Problem requirements:
The lines of the records that include "pendant" should all be copied.

Extracted material:
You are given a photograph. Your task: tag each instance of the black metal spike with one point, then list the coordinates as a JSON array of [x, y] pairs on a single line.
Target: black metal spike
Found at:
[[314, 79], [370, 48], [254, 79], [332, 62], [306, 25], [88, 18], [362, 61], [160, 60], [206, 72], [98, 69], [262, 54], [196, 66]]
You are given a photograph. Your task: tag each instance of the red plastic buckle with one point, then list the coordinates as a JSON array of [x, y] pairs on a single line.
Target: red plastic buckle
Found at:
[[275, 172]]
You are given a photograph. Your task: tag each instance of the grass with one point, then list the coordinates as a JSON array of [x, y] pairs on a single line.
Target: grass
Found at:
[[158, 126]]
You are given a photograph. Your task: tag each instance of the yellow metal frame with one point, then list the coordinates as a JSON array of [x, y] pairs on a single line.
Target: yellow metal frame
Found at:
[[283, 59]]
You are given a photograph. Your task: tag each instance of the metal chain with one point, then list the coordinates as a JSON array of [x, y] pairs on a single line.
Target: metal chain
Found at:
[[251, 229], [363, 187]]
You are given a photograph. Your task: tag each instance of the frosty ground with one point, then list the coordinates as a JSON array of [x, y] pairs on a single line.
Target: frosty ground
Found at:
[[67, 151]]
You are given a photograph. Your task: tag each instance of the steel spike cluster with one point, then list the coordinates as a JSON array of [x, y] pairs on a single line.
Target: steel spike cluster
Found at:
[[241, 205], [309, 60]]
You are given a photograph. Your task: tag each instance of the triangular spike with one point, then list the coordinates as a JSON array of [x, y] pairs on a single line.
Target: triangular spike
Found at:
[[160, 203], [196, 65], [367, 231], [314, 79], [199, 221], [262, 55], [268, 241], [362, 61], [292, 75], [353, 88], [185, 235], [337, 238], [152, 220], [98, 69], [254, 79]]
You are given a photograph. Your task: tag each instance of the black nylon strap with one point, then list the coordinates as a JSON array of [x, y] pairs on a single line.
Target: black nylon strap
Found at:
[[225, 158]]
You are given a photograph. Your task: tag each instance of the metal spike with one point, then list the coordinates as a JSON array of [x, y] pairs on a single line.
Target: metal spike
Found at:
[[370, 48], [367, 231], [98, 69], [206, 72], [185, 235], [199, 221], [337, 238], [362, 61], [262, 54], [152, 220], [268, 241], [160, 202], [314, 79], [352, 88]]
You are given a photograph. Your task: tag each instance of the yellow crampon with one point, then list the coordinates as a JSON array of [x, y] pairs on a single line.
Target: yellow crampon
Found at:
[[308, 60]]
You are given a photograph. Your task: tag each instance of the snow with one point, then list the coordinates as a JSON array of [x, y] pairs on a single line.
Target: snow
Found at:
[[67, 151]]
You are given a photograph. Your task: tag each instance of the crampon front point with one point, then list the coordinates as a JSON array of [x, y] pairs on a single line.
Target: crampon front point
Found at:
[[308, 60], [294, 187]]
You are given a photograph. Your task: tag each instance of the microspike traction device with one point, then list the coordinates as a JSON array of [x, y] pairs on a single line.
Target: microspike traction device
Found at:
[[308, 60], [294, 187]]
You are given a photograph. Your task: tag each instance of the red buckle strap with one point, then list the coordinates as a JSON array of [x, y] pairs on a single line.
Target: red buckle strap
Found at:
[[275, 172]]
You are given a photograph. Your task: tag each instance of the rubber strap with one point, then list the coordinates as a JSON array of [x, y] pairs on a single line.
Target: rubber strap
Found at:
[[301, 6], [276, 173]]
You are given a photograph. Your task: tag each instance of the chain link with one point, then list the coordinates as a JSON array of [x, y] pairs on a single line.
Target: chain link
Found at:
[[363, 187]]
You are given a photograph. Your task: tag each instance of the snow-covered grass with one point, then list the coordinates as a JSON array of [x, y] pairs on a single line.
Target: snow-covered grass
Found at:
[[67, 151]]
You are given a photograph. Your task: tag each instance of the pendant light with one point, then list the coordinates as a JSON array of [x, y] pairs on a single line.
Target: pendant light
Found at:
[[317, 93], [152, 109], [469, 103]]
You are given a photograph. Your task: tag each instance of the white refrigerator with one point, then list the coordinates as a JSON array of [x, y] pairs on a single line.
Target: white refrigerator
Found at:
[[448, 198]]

The answer:
You are given a photograph. Your task: tag each instance of the pendant light with one point, then list the coordinates as a JSON array of [x, y] pairs on a single line.
Target: pendant light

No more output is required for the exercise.